Supplied passage
Northeast Mississippi resident gains citizenship
By Judy Smith
America—“Land of the Free” and “Home of the Brave.” It is often some people’s lifetime goal to become an American citizen and break free from tyranny or injustice. Juan Carlos Barcia considers it an “ultimate privilege” to be an American citizen, but it was true love that brought him to the United States—a story worthy of the big screen.
The love of his life, Stephanie Rhea, has lived in Mississippi her whole life, spending just a year in Boston for a photo internship. Born in Manta, Ecuador, Juan Carlos’ mother moved her family to the capital of Ecuador-Quito so that they would receive a better education. During his twenties, Juan Carlos lived for two years in Los Angeles where he learned English and Graphic Design.
But it was an act of God or Fate, if you will, that brought these two soulmates together. In the summer of 2004, Stephanie Rhea was on a mission trip to Quito with The Orchard UMC. Juan Carlos worked as the network administrator for SEMISUD, a South American Seminary. “Our mission team worked with the seminary on local missions, and they hosted our team as well in the dorms,” Stephanie Rhea said. “Juan Carlos was the English translator for our group, so we spent a lot time with him on our trip.” The two were rarely seen apart.

List of tasks
A) According to the citizenship article, what position did Juan Carlos hold at SEMISUD?
B) Return, verbatim, the portion of the citizenship article that opens with the words containing "Northeast Mississippi resident" and closes with "the big screen.".

[Excerpts from segmentation records]
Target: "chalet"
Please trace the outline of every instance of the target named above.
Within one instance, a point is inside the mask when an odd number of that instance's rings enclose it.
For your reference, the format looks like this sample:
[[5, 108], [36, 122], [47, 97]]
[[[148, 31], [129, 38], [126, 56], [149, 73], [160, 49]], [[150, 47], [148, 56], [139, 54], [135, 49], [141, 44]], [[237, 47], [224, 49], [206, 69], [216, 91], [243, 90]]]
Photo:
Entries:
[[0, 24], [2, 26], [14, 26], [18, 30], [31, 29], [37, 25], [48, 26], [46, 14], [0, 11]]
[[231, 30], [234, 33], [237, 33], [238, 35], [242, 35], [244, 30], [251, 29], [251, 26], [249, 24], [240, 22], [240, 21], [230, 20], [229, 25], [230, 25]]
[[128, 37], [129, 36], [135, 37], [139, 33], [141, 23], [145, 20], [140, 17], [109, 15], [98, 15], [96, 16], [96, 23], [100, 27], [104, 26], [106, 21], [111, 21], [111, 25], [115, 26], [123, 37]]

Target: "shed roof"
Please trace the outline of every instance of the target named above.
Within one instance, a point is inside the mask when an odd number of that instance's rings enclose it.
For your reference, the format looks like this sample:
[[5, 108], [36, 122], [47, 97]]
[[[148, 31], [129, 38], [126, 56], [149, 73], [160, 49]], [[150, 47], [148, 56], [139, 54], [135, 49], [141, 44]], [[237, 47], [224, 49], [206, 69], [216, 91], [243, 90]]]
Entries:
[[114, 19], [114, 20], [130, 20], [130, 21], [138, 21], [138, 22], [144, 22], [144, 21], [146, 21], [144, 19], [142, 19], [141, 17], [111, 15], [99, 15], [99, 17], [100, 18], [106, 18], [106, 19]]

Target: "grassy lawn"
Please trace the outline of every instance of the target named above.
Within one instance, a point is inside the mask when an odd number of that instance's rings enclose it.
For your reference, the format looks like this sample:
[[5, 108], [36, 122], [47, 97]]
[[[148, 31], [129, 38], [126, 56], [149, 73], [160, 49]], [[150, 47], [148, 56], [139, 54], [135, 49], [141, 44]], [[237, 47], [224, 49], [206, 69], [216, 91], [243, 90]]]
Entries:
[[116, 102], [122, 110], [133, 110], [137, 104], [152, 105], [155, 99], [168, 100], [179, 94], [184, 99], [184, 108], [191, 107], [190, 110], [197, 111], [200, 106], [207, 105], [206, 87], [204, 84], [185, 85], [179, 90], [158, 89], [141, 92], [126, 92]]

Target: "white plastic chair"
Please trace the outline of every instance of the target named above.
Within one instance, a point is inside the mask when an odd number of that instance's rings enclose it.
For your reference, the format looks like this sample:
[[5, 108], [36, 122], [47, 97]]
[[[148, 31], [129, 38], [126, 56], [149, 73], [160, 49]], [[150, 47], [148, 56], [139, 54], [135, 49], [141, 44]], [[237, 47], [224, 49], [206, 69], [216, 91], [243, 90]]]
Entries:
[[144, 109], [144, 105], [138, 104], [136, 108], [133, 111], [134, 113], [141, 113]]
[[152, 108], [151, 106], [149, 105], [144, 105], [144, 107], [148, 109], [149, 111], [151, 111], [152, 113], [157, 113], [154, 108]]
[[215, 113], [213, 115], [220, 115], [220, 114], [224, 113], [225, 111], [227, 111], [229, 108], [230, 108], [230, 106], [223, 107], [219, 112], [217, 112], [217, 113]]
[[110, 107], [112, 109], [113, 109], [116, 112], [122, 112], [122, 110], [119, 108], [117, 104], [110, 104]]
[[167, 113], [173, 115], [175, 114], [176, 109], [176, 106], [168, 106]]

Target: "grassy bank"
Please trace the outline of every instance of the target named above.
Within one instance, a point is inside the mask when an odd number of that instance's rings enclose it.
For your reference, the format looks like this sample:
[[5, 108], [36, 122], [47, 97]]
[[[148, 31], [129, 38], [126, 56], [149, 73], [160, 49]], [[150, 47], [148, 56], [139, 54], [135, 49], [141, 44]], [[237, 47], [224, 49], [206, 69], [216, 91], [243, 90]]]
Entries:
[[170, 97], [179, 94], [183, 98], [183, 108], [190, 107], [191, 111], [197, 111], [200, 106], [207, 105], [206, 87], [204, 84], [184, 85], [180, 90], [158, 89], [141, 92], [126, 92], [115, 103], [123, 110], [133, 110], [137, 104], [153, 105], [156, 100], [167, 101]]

Per-task answers
A) He was the network administrator.

B)
Northeast Mississippi resident gains citizenship
By Judy Smith
America—“Land of the Free” and “Home of the Brave.” It is often some people’s lifetime goal to become an American citizen and break free from tyranny or injustice. Juan Carlos Barcia considers it an “ultimate privilege” to be an American citizen, but it was true love that brought him to the United States—a story worthy of the big screen.